Aristote nous dit qu'un tout est constitué d'un commencement, d'un milieu et d'une fin. La fin de l'unification du Japon est figurée par l'un des individus d'exception qu'a connu la race humaine : Tokugawa Ieyasu(2).

C'est le 31 janvier 1543 que Ieyasu voit le jour. Son enfance ne semble pas le destiner à prendre la suite d'Oda Nobunaga dans l'unification du Japon. Pourquoi ? Héritier du clan Matsudaira(3), pris en tenaille par deux autres clans bien plus importants et ambitieux, dont les Oda, il sera la victime de tractations politiques visant à agrandir le territoire de chacun de ces clans. Les Imagawa s'opposent en effet aux Oda pour la conquête du territoire des Matsudaira. Ces deux clans étant plus puissants, lorsque les Oda affichent clairement leur désir de conquête, le père de Ieyasu n'a d'autre choix que former une alliance avec leurs ennemis afin de ne pas voir les siens massacrés et son territoire réduit. La force militaire contre un otage ; Ieyasu. Le clan Matsudaira accepte le marché. Les Oda l'apprennent et, lors du voyage de Ieyasu vers la ville de ses hôtes, Sunpu, ils capturent le jeune garçon de six ans afin de faire chanter les Matsudaira : le clan annulera le pacte et Ieyasu aura la vie sauve. Le père de l'otage, faisant preuve d'une cruauté sans nom(4), refuse, préférant la mort de son fils à la rupture du marché.

:: ENTRÉES DE DONNÉES ::
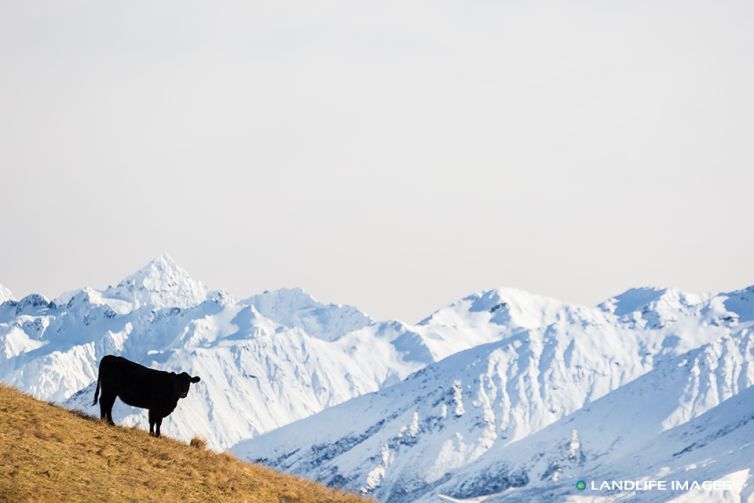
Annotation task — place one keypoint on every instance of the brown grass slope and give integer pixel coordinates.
(51, 454)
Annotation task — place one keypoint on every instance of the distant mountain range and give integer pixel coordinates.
(501, 395)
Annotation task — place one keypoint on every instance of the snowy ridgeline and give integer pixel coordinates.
(501, 393)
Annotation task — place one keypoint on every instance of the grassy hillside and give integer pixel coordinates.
(51, 454)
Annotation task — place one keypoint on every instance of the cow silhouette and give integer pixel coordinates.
(140, 386)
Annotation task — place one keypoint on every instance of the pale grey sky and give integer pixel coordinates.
(392, 155)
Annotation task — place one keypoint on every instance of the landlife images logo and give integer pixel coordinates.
(654, 485)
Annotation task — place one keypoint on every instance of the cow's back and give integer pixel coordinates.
(135, 384)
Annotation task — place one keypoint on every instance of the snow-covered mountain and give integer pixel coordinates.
(502, 394)
(293, 307)
(264, 361)
(467, 426)
(5, 294)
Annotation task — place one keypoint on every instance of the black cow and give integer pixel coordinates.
(140, 386)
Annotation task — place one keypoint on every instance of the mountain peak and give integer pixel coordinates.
(293, 307)
(161, 283)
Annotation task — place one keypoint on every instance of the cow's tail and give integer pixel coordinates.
(96, 392)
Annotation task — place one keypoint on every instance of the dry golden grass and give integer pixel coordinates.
(51, 454)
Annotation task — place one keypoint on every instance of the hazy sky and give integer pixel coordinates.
(391, 155)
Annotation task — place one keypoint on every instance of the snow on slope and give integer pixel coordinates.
(293, 307)
(614, 438)
(5, 294)
(486, 317)
(161, 283)
(405, 441)
(306, 356)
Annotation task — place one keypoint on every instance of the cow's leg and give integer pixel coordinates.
(106, 402)
(152, 421)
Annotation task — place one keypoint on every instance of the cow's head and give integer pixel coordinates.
(183, 383)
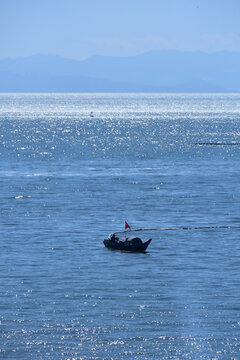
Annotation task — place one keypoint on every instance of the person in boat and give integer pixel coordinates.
(113, 237)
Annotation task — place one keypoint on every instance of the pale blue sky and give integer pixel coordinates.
(81, 28)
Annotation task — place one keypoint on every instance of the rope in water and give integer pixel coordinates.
(183, 228)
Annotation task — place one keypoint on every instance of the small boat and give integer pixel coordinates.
(133, 244)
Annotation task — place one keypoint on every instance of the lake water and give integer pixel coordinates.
(67, 180)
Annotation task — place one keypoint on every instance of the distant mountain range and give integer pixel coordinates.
(155, 71)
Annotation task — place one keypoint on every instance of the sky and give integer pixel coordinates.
(82, 28)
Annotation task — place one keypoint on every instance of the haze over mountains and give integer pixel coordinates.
(154, 71)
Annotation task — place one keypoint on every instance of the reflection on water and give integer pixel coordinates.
(68, 180)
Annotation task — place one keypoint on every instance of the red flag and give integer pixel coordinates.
(127, 226)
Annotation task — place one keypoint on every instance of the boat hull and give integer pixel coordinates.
(124, 246)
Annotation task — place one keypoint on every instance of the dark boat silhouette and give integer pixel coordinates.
(133, 244)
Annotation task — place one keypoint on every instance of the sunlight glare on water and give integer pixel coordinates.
(68, 180)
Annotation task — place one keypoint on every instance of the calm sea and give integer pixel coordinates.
(67, 180)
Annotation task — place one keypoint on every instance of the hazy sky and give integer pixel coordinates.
(81, 28)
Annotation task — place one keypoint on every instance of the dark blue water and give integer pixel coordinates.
(67, 180)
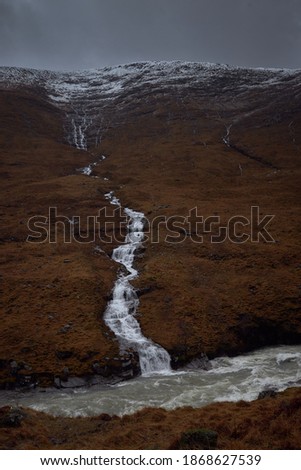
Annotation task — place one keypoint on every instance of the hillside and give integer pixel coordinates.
(175, 137)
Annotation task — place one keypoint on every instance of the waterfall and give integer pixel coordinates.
(120, 312)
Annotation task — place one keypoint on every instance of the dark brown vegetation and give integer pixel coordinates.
(270, 423)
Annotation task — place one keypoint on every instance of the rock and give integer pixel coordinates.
(64, 354)
(65, 328)
(11, 417)
(201, 362)
(205, 439)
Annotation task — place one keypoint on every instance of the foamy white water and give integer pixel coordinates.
(230, 379)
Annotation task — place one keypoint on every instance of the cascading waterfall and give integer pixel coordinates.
(120, 313)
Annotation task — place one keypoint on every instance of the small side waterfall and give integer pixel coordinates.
(120, 313)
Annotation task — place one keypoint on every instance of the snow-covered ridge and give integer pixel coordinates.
(94, 100)
(110, 80)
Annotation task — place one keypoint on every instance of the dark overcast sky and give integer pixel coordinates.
(77, 34)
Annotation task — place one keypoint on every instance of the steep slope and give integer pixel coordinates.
(177, 136)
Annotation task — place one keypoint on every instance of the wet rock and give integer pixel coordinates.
(65, 328)
(204, 439)
(11, 417)
(64, 354)
(267, 393)
(201, 362)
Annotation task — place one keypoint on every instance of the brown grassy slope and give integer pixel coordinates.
(271, 423)
(45, 287)
(218, 298)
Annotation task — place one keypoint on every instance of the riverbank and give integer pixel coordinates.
(267, 423)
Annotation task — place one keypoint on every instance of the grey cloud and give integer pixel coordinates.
(75, 34)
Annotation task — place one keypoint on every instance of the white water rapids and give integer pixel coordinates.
(120, 313)
(230, 379)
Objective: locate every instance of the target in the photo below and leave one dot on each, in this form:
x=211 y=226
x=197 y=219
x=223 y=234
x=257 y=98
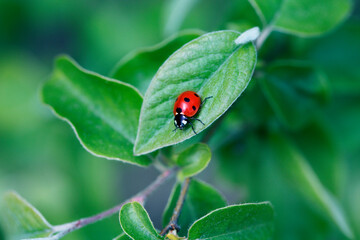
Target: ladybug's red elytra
x=186 y=106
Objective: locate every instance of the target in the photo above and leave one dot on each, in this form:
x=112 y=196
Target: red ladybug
x=185 y=108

:: TÂCHE COURTE 1 ::
Les affirmations suivantes concordent-elles avec l'extrait sur Tokugawa Ieyasu ? (a) Ieyasu est né le 31 janvier 1543. (b) Les Imagawa capturent Ieyasu pendant son voyage vers Sunpu. (c) Le père de Ieyasu rompt le pacte pour sauver son fils. Pour chacune, répondez par oui ou par non et citez les mots décisifs de l'extrait.
:: TÂCHE COURTE 2 ::
Rédigez la suite de l'extrait sur Tokugawa Ieyasu, en reprenant après sa dernière phrase.

:: RÉPONSE ÉCRITE 1 ::
(a) Oui : « C'est le 31 janvier 1543 que Ieyasu voit le jour. »
(b) Non : « Les Oda l'apprennent et, lors du voyage de Ieyasu vers la ville de ses hôtes, Sunpu, ils capturent le jeune garçon de six ans »
(c) Non : « refuse, préférant la mort de son fils à la rupture du marché »

:: RÉPONSE ÉCRITE 2 ::
L'année suivante le captif est toujours en vie et en bonne santé malgré le sacrifice qu'il aurait dû représenter, mais voit la mort de deux chefs de clan de la région, son propre père et son hôte, le père de Nobunaga. La mort du patriarche Oda laisse le clan dans la pire désorganisation. Les éternels rivaux Imagawa en profitent pour assiéger les frontières des Oda. Alors que l'attaque semble tourner à l'avantage des envahisseurs, le chef des Imagawa forme une nouvelle alliance des plus surprenantes avec Oda Nobunaga ; il laissera le clan en paix pourvu qu'on lui restitue le jeune otage. C'est ainsi que Ieyasu va passer d'une main à l'autre, passant du statut d'otage au statut relativement peu différent d'otage. En 1556, à l'âge de 13 ans(5), Ieyasu(6) obtient le droit de rentrer chez lui, mais son clan est toujours soumis au joug des Imagawa. Toujours en opposition avec les Oda, ces derniers envoient le nouveau chef du clan Matsudaira sur le front où Ieyasu remportera plusieurs batailles mineures, mais qui lui permettront de se faire un nom. Devant la majesté retrouvée de son clan, Ieyasu estime qu'il est en droit de demander aux Matsudaira de récupérer réellement le prestige perdu lors des guerres récentes.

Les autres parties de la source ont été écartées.